Saved entries
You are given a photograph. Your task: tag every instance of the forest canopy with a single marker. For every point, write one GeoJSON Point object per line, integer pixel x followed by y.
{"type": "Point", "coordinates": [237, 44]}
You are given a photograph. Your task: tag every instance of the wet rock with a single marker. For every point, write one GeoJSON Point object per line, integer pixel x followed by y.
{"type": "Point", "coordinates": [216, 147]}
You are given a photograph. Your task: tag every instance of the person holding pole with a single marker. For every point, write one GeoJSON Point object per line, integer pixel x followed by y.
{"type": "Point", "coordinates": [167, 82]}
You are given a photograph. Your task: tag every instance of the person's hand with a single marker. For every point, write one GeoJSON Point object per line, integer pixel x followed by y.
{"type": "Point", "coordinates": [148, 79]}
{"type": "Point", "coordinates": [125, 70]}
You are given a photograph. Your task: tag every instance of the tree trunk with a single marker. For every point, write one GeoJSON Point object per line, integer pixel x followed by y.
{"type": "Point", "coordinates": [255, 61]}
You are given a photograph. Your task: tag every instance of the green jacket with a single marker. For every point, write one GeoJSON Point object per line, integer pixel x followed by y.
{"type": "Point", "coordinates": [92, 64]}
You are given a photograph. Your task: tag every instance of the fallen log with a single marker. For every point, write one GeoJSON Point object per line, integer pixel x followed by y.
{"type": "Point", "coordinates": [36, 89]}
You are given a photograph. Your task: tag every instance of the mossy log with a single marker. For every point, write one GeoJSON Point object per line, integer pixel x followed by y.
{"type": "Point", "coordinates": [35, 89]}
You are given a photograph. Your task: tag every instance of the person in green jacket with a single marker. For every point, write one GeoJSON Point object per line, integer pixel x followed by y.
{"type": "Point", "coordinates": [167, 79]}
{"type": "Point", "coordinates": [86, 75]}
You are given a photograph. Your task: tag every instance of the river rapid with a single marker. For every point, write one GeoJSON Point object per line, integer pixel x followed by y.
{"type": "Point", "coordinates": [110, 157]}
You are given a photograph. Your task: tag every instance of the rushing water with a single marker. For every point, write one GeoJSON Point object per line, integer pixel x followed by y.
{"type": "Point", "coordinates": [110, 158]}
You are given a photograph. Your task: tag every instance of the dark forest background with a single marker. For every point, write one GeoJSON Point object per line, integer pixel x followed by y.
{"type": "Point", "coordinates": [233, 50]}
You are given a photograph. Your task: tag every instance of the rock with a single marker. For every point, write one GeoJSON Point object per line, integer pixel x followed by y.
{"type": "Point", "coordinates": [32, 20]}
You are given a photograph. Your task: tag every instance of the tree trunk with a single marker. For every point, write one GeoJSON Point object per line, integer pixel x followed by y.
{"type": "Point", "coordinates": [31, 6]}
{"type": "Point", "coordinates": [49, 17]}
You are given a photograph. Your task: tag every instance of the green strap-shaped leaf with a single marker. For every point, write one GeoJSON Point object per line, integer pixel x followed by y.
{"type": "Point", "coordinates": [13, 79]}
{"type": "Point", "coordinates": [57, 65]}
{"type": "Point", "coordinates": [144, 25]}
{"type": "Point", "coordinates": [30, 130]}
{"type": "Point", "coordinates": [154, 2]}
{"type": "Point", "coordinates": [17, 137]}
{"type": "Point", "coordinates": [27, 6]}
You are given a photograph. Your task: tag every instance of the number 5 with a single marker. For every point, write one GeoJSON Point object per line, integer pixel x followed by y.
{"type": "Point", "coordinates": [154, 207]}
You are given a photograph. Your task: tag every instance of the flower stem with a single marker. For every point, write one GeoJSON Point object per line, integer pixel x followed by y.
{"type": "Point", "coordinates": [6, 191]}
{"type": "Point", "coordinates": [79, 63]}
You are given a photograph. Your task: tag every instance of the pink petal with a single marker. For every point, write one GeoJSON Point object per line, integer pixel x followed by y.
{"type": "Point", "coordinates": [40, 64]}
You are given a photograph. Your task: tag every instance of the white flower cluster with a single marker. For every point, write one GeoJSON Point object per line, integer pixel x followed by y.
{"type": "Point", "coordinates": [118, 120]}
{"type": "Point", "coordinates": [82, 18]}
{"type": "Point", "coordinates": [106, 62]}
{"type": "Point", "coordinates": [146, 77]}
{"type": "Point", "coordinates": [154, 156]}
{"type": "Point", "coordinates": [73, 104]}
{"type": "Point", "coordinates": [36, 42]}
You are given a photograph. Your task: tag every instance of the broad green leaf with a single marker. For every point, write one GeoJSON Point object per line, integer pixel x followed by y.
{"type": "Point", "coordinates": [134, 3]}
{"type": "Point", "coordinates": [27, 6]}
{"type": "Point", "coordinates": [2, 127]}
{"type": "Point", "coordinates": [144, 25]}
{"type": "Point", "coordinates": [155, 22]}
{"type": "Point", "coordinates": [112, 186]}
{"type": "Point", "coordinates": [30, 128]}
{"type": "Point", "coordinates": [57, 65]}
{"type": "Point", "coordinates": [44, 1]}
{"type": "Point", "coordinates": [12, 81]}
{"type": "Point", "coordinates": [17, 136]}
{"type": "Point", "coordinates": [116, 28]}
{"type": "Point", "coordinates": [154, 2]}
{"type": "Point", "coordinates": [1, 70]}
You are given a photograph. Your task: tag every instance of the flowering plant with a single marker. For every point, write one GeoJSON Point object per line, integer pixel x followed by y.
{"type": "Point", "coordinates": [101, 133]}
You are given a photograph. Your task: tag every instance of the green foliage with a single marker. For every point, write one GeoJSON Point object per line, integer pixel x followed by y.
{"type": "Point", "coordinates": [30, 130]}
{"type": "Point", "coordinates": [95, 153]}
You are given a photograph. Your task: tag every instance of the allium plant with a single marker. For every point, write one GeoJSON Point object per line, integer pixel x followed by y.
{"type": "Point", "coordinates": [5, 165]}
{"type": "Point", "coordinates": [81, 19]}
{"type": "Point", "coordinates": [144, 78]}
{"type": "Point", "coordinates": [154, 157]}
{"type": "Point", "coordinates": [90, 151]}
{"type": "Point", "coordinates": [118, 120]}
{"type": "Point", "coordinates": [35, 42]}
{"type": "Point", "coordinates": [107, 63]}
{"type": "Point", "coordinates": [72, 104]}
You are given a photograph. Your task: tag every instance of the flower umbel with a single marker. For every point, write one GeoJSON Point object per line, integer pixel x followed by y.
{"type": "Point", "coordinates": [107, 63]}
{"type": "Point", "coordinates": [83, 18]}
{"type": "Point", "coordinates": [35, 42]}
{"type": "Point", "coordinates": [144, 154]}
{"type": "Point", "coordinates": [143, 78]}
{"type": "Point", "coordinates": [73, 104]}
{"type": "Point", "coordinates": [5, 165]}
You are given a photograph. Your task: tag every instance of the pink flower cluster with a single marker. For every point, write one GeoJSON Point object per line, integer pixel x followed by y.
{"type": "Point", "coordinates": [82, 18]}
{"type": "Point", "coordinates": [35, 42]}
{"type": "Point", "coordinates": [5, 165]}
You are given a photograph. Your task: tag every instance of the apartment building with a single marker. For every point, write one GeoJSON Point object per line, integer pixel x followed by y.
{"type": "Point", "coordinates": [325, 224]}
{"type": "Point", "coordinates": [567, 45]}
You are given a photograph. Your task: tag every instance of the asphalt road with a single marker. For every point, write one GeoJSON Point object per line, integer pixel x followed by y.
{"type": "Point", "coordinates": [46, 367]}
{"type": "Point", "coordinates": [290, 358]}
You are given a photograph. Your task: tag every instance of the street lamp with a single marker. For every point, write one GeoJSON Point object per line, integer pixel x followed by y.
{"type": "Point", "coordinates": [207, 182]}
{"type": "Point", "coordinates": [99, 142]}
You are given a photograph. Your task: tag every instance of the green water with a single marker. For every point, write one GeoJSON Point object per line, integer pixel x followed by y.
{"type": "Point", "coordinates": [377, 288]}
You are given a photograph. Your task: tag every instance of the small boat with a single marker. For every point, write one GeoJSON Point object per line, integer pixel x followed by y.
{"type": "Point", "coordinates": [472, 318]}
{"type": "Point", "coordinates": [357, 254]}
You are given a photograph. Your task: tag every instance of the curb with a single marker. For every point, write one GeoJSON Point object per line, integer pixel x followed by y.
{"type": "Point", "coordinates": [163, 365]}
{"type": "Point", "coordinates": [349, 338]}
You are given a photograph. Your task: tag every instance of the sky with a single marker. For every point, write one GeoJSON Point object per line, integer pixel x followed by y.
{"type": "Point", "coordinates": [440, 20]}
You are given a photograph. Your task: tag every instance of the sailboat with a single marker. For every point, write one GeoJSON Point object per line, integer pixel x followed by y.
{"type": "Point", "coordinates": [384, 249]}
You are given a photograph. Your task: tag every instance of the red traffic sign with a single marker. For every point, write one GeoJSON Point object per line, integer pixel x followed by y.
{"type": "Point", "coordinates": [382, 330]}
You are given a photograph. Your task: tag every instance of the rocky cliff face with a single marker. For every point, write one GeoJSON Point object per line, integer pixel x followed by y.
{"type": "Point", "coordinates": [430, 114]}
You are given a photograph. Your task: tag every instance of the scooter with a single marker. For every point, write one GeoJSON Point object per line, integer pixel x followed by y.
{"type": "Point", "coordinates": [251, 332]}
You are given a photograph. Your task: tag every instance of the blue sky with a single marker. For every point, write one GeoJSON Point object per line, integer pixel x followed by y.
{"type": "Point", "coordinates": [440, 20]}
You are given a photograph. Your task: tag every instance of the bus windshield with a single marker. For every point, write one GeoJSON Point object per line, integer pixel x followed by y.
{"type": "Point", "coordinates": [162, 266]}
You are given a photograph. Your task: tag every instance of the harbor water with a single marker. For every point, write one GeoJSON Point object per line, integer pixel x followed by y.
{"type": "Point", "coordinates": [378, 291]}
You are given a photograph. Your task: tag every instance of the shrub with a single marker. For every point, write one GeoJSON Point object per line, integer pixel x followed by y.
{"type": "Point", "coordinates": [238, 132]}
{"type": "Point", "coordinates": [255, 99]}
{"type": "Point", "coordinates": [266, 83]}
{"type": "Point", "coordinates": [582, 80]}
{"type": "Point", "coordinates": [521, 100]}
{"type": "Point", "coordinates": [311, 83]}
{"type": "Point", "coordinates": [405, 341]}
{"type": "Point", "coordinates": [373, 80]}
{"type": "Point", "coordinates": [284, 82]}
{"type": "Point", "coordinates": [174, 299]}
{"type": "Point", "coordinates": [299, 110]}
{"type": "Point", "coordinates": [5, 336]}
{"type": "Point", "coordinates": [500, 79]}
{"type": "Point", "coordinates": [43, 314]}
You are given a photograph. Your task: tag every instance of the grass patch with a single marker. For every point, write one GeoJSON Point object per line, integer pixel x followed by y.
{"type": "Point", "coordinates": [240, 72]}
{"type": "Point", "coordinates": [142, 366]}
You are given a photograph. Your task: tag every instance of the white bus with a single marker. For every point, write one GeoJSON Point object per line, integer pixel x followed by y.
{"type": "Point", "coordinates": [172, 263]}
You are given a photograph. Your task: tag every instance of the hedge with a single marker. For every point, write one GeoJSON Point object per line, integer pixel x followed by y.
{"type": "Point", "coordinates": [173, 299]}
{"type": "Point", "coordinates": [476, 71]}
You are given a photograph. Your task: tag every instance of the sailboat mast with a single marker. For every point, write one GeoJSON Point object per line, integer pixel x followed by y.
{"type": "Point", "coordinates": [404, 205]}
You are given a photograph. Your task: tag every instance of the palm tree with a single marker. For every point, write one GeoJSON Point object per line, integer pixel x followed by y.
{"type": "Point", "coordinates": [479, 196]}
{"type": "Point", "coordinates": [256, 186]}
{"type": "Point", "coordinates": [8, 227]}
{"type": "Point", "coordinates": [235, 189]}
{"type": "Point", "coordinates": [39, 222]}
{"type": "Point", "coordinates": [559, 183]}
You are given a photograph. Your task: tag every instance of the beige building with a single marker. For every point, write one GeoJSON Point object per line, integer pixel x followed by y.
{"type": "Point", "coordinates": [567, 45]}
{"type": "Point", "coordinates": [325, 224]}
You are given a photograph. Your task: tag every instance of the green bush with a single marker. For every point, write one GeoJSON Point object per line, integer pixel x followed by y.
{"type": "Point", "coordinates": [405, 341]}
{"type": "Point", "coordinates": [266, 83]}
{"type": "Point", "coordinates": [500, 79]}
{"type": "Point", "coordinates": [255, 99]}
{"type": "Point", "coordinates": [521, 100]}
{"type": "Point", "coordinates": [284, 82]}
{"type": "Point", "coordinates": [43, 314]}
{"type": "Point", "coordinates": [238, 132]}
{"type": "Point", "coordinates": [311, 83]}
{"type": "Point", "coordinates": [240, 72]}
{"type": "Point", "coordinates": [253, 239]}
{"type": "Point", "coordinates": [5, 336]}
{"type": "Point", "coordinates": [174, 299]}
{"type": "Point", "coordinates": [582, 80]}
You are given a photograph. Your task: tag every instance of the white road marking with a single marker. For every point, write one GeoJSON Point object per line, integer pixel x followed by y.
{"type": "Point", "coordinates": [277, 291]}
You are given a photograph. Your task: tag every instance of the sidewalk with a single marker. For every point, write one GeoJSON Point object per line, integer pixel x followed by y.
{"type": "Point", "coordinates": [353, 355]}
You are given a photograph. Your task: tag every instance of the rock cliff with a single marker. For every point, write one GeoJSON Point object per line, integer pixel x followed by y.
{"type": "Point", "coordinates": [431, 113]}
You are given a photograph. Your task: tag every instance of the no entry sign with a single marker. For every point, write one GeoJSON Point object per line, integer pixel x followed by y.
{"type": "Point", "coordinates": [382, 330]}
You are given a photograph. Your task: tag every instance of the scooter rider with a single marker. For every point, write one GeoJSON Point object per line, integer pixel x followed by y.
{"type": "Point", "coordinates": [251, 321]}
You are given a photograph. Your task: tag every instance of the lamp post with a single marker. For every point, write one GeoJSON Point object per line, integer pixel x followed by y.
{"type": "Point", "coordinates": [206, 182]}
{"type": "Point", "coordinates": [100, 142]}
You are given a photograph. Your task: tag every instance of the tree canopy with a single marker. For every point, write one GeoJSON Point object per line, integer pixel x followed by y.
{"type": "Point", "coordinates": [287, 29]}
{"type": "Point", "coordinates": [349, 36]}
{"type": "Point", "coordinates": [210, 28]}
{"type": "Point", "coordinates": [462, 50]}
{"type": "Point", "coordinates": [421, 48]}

### Short exercise
Reproduce only the lines from the line containing "of the lamp" to the last line of the material above, both of those lines included.

### In response
You are given a photograph. Your task: tag every instance of the lamp post with a single marker. For every point, write one GeoJSON Point object per line, integer pixel x followed by y.
{"type": "Point", "coordinates": [206, 182]}
{"type": "Point", "coordinates": [100, 142]}
You are given a photograph. Your task: tag every instance of the tree canopy with a single marker. For every point, write one GeoJSON Point object per line, integer pixel x followed by y.
{"type": "Point", "coordinates": [287, 29]}
{"type": "Point", "coordinates": [349, 36]}
{"type": "Point", "coordinates": [210, 28]}
{"type": "Point", "coordinates": [462, 50]}
{"type": "Point", "coordinates": [421, 48]}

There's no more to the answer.